Reproduce every one of the records below, switching each occurrence of "outline" to "trace" and leaving everything else untouched.

Extracted records:

>>>

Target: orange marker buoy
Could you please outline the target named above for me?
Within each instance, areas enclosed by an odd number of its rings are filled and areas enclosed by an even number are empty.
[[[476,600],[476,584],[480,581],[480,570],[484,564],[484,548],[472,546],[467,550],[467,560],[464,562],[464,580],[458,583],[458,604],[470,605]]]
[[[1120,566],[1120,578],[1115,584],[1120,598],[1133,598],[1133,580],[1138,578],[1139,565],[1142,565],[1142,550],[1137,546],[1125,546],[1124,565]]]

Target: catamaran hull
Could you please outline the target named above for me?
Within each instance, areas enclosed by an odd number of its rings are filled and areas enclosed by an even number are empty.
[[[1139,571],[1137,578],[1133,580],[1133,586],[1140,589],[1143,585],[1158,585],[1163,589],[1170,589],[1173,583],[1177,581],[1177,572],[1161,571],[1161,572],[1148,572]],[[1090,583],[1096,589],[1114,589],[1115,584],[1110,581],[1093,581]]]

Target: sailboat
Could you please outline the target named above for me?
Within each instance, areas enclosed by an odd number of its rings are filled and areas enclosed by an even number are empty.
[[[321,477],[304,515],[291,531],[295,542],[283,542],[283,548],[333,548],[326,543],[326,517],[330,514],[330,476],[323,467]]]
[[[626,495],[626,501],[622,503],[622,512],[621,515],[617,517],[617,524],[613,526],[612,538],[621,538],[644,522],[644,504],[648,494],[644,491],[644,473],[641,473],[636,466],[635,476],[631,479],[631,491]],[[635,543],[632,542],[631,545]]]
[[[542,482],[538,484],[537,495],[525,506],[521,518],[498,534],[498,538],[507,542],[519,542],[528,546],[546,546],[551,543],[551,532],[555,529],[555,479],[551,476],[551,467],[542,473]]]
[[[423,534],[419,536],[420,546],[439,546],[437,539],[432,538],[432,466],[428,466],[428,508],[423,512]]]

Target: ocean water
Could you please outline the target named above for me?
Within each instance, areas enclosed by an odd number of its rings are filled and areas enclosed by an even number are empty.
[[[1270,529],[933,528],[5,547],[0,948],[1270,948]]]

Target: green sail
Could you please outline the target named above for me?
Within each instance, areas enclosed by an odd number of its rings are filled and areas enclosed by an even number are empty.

<<<

Problem solution:
Target: orange marker buoy
Could you please trace the target named above for me?
Within each instance, areas enclosed by an odd number of its rings are filled and areas enclosed by an even number are empty.
[[[476,600],[476,584],[480,581],[480,570],[484,564],[484,548],[472,546],[467,550],[467,560],[464,562],[464,580],[458,583],[458,604],[470,605]]]
[[[1120,566],[1120,578],[1115,584],[1120,598],[1133,598],[1133,580],[1138,578],[1139,565],[1142,565],[1142,550],[1137,546],[1125,546],[1124,565]]]

Target: catamaran hull
Could you please trace the target named above for me?
Within each instance, areas enclosed by an odd number of its rings are filled and areas enclosed by an even number are empty.
[[[1139,571],[1137,578],[1133,580],[1133,586],[1140,589],[1143,585],[1158,585],[1163,589],[1170,589],[1173,583],[1177,581],[1177,572],[1161,571],[1161,572],[1148,572]],[[1090,583],[1096,589],[1114,589],[1115,584],[1110,581],[1093,581]]]

Target: sailboat
Could you please trace the target named above for me?
Within each instance, areas enclosed by an odd number of its rings are filled and areas enclosed by an even number are empty.
[[[321,477],[304,515],[291,531],[295,542],[283,542],[283,548],[333,548],[326,543],[326,517],[330,514],[330,476],[323,467]]]
[[[626,495],[626,501],[622,503],[622,512],[621,515],[617,517],[617,524],[613,526],[612,538],[621,538],[644,522],[644,504],[648,494],[644,491],[644,473],[641,473],[636,466],[635,476],[631,479],[631,491]],[[635,543],[632,542],[631,545]]]
[[[542,482],[538,484],[537,495],[525,506],[521,518],[498,534],[498,538],[507,542],[519,542],[528,546],[546,546],[551,543],[551,532],[555,529],[555,479],[551,476],[551,467],[542,473]]]
[[[423,534],[419,536],[420,546],[439,546],[437,539],[432,538],[432,466],[428,466],[428,508],[423,512]]]

Target: ocean water
Could you please trace the target named above for me?
Within each instance, areas enclosed by an odd number of its rings are filled and areas enclosed by an even number are empty.
[[[1270,529],[933,528],[5,547],[0,948],[1270,948]]]

Target: green sail
Could you please trace the target named above for me?
Within each instance, areas enclosed by an odd number of its rings are filled and areas enclosed by an even number are empty.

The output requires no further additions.